▶ _What you should do_: Can you edit all of the records below so that "bounding box" becomes "rectangle" wherever it appears, with nothing else changed? Leave the pictures out of your answer.

▶ _Input material_:
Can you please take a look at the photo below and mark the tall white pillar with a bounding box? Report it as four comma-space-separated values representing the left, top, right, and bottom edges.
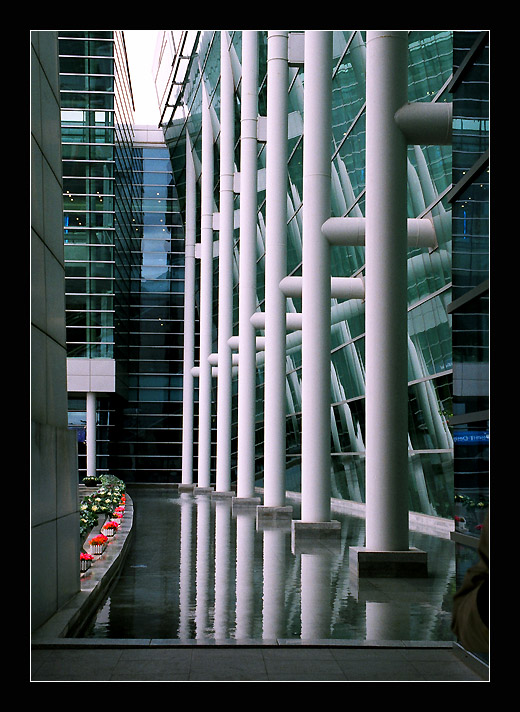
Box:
301, 30, 332, 522
197, 86, 214, 489
87, 392, 96, 477
365, 30, 408, 551
351, 30, 425, 575
181, 131, 196, 486
264, 30, 288, 507
237, 30, 258, 500
215, 30, 235, 493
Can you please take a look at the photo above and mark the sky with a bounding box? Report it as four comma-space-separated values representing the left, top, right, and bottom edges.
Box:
124, 30, 162, 126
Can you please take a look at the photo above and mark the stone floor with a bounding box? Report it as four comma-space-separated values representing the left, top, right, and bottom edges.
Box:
32, 640, 487, 682
30, 486, 489, 682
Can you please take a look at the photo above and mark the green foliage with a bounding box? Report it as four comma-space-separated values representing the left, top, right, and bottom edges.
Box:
79, 475, 126, 539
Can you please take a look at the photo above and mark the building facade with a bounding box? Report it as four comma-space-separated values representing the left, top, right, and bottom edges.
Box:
157, 30, 464, 518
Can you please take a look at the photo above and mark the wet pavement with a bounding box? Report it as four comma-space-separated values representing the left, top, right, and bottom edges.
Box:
32, 485, 483, 682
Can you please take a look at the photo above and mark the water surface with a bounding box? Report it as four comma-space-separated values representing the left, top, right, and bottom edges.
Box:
84, 485, 456, 641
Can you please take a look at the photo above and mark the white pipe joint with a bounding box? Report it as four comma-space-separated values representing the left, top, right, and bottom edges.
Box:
251, 312, 302, 330
322, 217, 438, 250
394, 102, 453, 146
280, 277, 365, 296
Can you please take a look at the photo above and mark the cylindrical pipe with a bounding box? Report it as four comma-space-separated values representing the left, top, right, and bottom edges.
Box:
87, 391, 96, 477
237, 30, 258, 497
197, 85, 214, 487
215, 30, 235, 492
322, 217, 437, 250
301, 30, 332, 522
365, 30, 408, 551
181, 131, 196, 484
264, 30, 288, 507
280, 277, 365, 298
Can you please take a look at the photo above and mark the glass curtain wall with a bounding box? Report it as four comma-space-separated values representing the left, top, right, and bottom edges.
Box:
163, 30, 453, 517
449, 31, 490, 662
58, 30, 139, 477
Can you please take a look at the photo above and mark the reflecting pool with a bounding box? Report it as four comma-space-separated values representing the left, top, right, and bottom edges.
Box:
83, 485, 456, 642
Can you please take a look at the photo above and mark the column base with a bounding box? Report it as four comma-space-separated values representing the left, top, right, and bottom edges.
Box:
349, 546, 428, 578
211, 490, 236, 499
256, 505, 292, 529
233, 497, 262, 509
292, 519, 341, 539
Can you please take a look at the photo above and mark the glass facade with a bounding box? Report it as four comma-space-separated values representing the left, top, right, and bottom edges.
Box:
59, 30, 116, 358
110, 127, 188, 482
450, 32, 489, 541
158, 30, 460, 518
449, 31, 490, 662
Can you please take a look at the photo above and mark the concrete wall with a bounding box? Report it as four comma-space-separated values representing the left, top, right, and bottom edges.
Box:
31, 30, 80, 630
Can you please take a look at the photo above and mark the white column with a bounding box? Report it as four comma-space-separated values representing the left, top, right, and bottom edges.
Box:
365, 30, 408, 551
301, 30, 332, 522
237, 30, 258, 499
264, 30, 288, 507
181, 131, 196, 485
198, 86, 214, 488
87, 392, 96, 477
215, 30, 235, 492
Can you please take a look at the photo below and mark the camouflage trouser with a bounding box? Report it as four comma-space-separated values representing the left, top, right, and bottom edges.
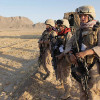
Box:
42, 48, 54, 74
79, 63, 100, 100
56, 58, 72, 93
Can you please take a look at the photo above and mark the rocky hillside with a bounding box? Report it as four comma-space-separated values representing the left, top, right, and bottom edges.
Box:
0, 16, 33, 29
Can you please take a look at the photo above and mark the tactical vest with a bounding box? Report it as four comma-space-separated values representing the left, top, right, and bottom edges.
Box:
73, 28, 98, 64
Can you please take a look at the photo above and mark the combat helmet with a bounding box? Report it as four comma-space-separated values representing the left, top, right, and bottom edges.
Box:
75, 6, 96, 19
57, 19, 70, 28
45, 19, 55, 27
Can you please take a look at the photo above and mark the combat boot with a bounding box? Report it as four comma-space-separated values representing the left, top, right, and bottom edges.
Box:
60, 84, 70, 100
45, 73, 53, 81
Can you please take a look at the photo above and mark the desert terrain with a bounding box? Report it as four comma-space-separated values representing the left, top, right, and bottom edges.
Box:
0, 31, 78, 100
0, 16, 79, 100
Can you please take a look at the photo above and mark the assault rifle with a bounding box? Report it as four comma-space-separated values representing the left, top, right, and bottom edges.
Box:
71, 48, 90, 100
72, 58, 90, 100
49, 35, 59, 69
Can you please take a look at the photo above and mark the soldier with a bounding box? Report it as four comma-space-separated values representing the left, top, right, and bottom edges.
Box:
57, 19, 72, 99
39, 19, 57, 81
60, 6, 100, 100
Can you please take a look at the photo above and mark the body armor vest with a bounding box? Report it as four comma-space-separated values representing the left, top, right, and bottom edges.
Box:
73, 28, 98, 64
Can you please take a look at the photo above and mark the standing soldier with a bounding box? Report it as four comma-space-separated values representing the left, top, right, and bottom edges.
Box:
63, 6, 100, 100
57, 19, 72, 100
39, 19, 57, 81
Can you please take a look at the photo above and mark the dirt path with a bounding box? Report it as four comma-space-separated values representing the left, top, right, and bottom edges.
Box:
0, 33, 38, 100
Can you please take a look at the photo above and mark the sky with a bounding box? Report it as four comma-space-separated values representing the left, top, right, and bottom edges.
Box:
0, 0, 100, 23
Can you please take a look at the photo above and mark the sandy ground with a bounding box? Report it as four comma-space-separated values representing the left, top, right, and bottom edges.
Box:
0, 31, 79, 100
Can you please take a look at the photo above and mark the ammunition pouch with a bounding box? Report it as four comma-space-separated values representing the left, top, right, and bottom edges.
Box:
86, 55, 94, 65
65, 54, 72, 66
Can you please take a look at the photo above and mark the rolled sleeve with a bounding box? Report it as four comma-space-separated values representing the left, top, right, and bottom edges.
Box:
64, 35, 75, 54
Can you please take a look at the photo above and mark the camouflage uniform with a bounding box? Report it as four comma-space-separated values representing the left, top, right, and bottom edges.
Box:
39, 19, 57, 81
57, 19, 72, 99
64, 6, 100, 100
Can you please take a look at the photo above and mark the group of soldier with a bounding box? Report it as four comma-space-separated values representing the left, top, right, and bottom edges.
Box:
38, 6, 100, 100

▶ _Solved problem_:
Can you please take a look at the photo below and mark the tall white pillar with a rectangle? Report it as four comma-space-separated values representing the left, top, right, and bottom edges.
Box:
301, 30, 332, 522
197, 86, 214, 489
87, 392, 96, 477
365, 30, 408, 551
351, 30, 425, 575
181, 131, 196, 486
264, 30, 288, 507
237, 30, 258, 500
215, 30, 235, 493
Can you please take a look at the photo above and mark the sky with a rectangle? Report it as four comma-space-separated values representing the left, top, right, and bottom edges.
Box:
124, 30, 162, 126
Can you please take a look at the photo above and mark the stone floor with a rectangle? Report it as four comma-space-separated values representing the left, top, right, and bottom edges.
Box:
32, 640, 487, 682
30, 486, 489, 682
Can you please take a look at the photo above and mark the green foliage with a rectangle? Report it as four comma-space-separated values representing the left, top, right, and bottom edges.
Box:
79, 475, 126, 539
Can you please take a look at the photo above and mark the building facade with a rectangle? Report it as four comma-space-separated values representing the left, top, right, and bottom edges.
Box:
157, 30, 464, 518
Can you please take a look at the photo above and mark the wet pavement with a rectangle? Report it as four comma-space-separated values representing the left, top, right, and bottom edges.
Box:
32, 485, 483, 682
Can you please take a look at the photo above and mark the water surface with a rectangle? Report it as four comma-space-separated values representing the left, top, right, and bottom edges.
Box:
84, 485, 456, 641
Can you please take a look at the photo above and mark the white pipe joint with a rectangle? Report it as four comma-space-separated values representing the left, top, right, and bottom edges.
Box:
251, 312, 302, 330
322, 217, 438, 250
394, 102, 453, 146
280, 277, 365, 296
Can you please take a look at the photo above and mark the cylindrical pipe with a rectangle? Report it as four comma-space-separated values representing the left, top, right, and bottom edges.
Box:
87, 391, 96, 477
237, 30, 258, 497
197, 85, 214, 487
215, 30, 235, 492
322, 217, 437, 250
301, 30, 332, 522
365, 30, 408, 551
181, 131, 196, 484
264, 30, 288, 507
280, 277, 365, 298
Can you please take a look at the photo above and mark the glass curtain wall with a rectangle? Report it as four comma-space-separated values representing the left, top, right, and bottom edges.
Box:
163, 30, 453, 517
449, 31, 490, 662
58, 30, 139, 477
Can you please take a look at the photo above and mark the reflecting pool with a rectangle? Report it as four comma-space-separated values representing the left, top, right, and bottom edges.
Box:
83, 485, 456, 642
Can you please take a look at the photo above and mark the column base with a rectangle? Report it as four comma-space-separated values representing the left, top, right, and bottom edges.
Box:
349, 546, 428, 578
211, 490, 236, 499
256, 505, 292, 529
233, 497, 262, 509
292, 519, 341, 539
Can you please take a look at the photo above and mark the glass facade with a rectangle? Report it as four comma-space-separated values representing the left, top, right, and bottom edges.
Box:
59, 30, 116, 358
110, 127, 188, 482
450, 32, 489, 541
158, 30, 460, 518
449, 31, 490, 662
Can you please take a look at the photo above and mark the concrete wall with a rectangle? Report it as four comma-space-separated values representing the left, top, right, and bottom edges.
Box:
31, 30, 80, 630
Can you please take a look at the photo above and mark the white column with a rectangle? Report it as four comma-space-separated values representing the left, top, right, and bottom edges.
Box:
365, 30, 408, 551
301, 30, 332, 522
237, 30, 258, 499
264, 30, 288, 507
181, 131, 196, 485
198, 86, 214, 488
87, 392, 96, 477
215, 30, 235, 492
Can you please take a look at the photo below and mark the camouflage trouser with a rectangle? Report it as four comma-space-separated values representing the left, top, right, and bottom edges.
Box:
42, 48, 54, 74
79, 63, 100, 100
56, 58, 72, 93
Can you please take a look at the photo above and mark the rocky hillside with a rectangle? Report it as four comma-space-separated values representing the left, top, right, and bottom edges.
Box:
0, 16, 33, 29
Can you please take a look at the photo above and mark the tactical vest with a rectangle? Report it as four comma-space-separated values representing the left, top, right, and bottom edges.
Box:
73, 28, 98, 64
Can you please take a look at the photo above and mark the combat helmet with a rectangle? Report it as four comma-space-separated values representing the left, top, right, and bottom edges.
Box:
75, 6, 96, 19
57, 19, 70, 28
45, 19, 55, 27
Can you please take a look at the photo above and mark the combat boot with a rectangle? Report it as four comma-space-separated values representing the left, top, right, and bottom edges.
Box:
60, 84, 70, 100
45, 73, 53, 81
Can you please take a look at the photo above and mark the desert terrain with a rectangle? Report it as four comma-space-separated values representing the left, top, right, and bottom edges.
Box:
0, 31, 78, 100
0, 16, 79, 100
Can you please take a look at the photo above and mark the assault rifle with a rectangle? Report it as four comma-space-separated values representing the left, top, right, and bottom edges.
Box:
71, 48, 90, 100
72, 58, 90, 100
49, 35, 59, 69
Can you please take a look at the photo above and mark the soldier with a rectangle? Report it as four comma-space-separated values representing the left, top, right, and bottom edges.
Box:
57, 19, 72, 99
39, 19, 57, 81
60, 6, 100, 100
Can you please take a look at the photo above and mark the body armor vest with a rectangle? Report it as four comma-space-separated values representing the left, top, right, and bottom edges.
Box:
73, 28, 98, 64
Can you please take a look at the photo above and mark the standing soldier with a rectangle? Report it as four comma-space-separated values representing the left, top, right, and bottom edges.
Box:
63, 6, 100, 100
57, 19, 72, 100
39, 19, 57, 81
Can you please take a look at the photo above and mark the dirt path with a rectangle? Report it as four comma-space-separated values representing the left, top, right, and bottom edges.
Box:
0, 33, 38, 100
Can you please take a look at the photo above and mark the sky with a rectangle? Report it as four comma-space-separated values representing the left, top, right, and bottom edges.
Box:
0, 0, 100, 23
Can you please take a look at the photo above and mark the sandy ground with a rectangle? Report it as four comma-space-separated values representing the left, top, right, and bottom edges.
Box:
0, 31, 79, 100
Can you please take a look at the photo above and mark the ammunition pouch with a rectangle? Report it as four comma-space-separated values representing the left, top, right, and bottom edges.
Box:
86, 55, 94, 65
65, 54, 72, 66
Can you please take a look at the photo above and mark the rolled sleeve with a rectangle? Report it as four comma-space-separated values representing the left, top, right, and bottom edges.
Box:
64, 35, 75, 54
Can you please take a look at the photo above and mark the camouflage uniform with a rectangle? Report it as four comma-space-separated values representing the left, top, right, and bottom edges.
Box:
39, 19, 57, 81
57, 19, 72, 99
64, 6, 100, 100
Can you please take a look at the photo above and mark the group of soldier with a rectangle? Report it as four comma-space-separated values representing the left, top, right, and bottom edges.
Box:
38, 6, 100, 100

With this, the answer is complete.